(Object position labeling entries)

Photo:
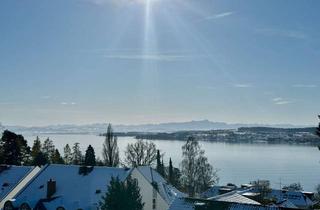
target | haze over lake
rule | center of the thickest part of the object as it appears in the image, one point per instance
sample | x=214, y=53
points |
x=237, y=163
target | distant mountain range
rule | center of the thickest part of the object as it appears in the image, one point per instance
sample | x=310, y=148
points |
x=98, y=128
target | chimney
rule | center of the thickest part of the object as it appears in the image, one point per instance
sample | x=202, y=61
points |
x=51, y=188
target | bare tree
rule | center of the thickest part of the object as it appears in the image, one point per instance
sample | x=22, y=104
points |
x=110, y=151
x=197, y=174
x=141, y=153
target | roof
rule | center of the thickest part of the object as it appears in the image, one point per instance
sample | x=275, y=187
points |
x=240, y=206
x=10, y=176
x=72, y=189
x=295, y=197
x=181, y=204
x=286, y=204
x=167, y=191
x=234, y=197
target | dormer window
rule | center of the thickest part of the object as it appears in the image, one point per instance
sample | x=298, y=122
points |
x=8, y=206
x=24, y=206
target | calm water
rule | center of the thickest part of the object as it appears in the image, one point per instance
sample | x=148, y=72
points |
x=237, y=163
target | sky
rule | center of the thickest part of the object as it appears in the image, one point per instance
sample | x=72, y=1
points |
x=152, y=61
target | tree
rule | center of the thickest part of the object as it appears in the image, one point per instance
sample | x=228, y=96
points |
x=318, y=128
x=197, y=174
x=36, y=148
x=122, y=195
x=90, y=157
x=141, y=153
x=317, y=194
x=76, y=154
x=264, y=189
x=48, y=149
x=67, y=157
x=110, y=151
x=174, y=175
x=56, y=157
x=38, y=157
x=14, y=149
x=293, y=187
x=160, y=165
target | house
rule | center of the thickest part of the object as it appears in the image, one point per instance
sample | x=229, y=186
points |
x=13, y=179
x=234, y=197
x=282, y=198
x=156, y=192
x=60, y=187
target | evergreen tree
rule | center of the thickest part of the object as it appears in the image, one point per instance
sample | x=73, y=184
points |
x=197, y=174
x=170, y=173
x=160, y=165
x=36, y=148
x=56, y=157
x=14, y=149
x=67, y=157
x=174, y=175
x=38, y=157
x=48, y=149
x=318, y=128
x=110, y=151
x=90, y=157
x=76, y=154
x=122, y=195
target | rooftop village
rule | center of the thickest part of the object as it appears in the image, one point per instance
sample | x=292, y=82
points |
x=71, y=187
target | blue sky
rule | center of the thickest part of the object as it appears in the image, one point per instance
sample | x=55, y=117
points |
x=150, y=61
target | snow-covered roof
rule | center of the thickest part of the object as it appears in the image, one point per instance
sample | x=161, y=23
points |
x=181, y=204
x=287, y=204
x=10, y=176
x=167, y=191
x=73, y=190
x=234, y=197
x=239, y=206
x=295, y=197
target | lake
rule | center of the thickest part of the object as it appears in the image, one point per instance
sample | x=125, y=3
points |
x=237, y=163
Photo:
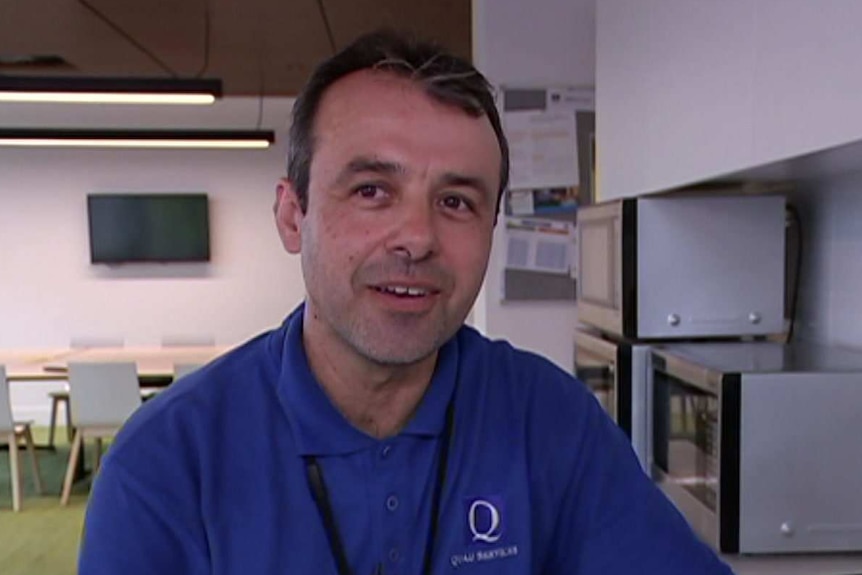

Exercise task: Repeat every line of the records above word for word, leaving out the pictures.

Complete output:
Photo:
target | haze over lake
rule | center of the thickest part of the object as it appears in the image, one point per instance
sample | x=214, y=53
points |
x=237, y=163
target | distant mountain range
rule | center of the thickest part of the object as it appears in the image, one point per instance
sample | x=310, y=148
points |
x=98, y=128
target | chimney
rule | center of the thickest part of the object as it appears in the image, one point per instance
sample | x=202, y=61
points |
x=51, y=188
target | bare tree
rule | center of the thickest part of the object as it appears in the image, one point per instance
sample | x=22, y=104
points |
x=110, y=151
x=197, y=174
x=141, y=153
target | roof
rule | center of the thickest part of the object as it appears in the image, one point per instance
sample | x=275, y=187
points |
x=240, y=206
x=10, y=176
x=72, y=189
x=295, y=197
x=181, y=204
x=286, y=204
x=167, y=191
x=234, y=197
target | dormer window
rule | center of the thickest part of the object as it appears in the image, one point per instance
sample | x=298, y=122
points |
x=8, y=206
x=24, y=206
target | calm water
rule | center of the thickest part of the object as it appears in the image, one point per instance
sample | x=148, y=72
points |
x=237, y=163
target | sky
rule | center of the thickest part of the object as it appears in the image, one point per instance
sample | x=72, y=1
points |
x=152, y=61
target | tree
rule | center of the thickest part of the object as it appears in the image, one point per instance
sample | x=228, y=96
points |
x=318, y=128
x=197, y=174
x=36, y=148
x=122, y=195
x=90, y=157
x=141, y=153
x=317, y=194
x=76, y=154
x=264, y=189
x=48, y=149
x=67, y=157
x=110, y=151
x=174, y=175
x=56, y=157
x=38, y=157
x=14, y=149
x=293, y=187
x=160, y=165
target | house
rule | center of the thickest part of the object as it appears in the image, one point per instance
sample | x=229, y=186
points |
x=13, y=179
x=234, y=197
x=282, y=198
x=156, y=192
x=60, y=187
target | evergreen tree
rule | center of the thickest part of the object as it appears in the image, one point per instance
sample | x=73, y=184
points |
x=197, y=174
x=170, y=173
x=160, y=165
x=36, y=148
x=56, y=157
x=14, y=149
x=67, y=157
x=174, y=175
x=38, y=157
x=48, y=149
x=318, y=128
x=110, y=151
x=90, y=157
x=76, y=154
x=122, y=195
target | rooftop village
rule | center of the thickest part of the object as it appears in the image, one point per instance
sample | x=292, y=82
points |
x=71, y=187
target | blue sky
rule | center of the thickest part of the object as it appears in the image, one point per instance
sample | x=55, y=117
points |
x=150, y=61
target | snow-covered roof
rule | center of the thickest part of the object as it appears in the image, one point per instance
sample | x=161, y=23
points |
x=181, y=204
x=287, y=204
x=10, y=176
x=167, y=191
x=73, y=190
x=234, y=197
x=239, y=206
x=295, y=197
target | lake
rule | center of the thickest part of the object as it appears in the image, one point per instance
sample | x=125, y=3
points |
x=237, y=163
Photo:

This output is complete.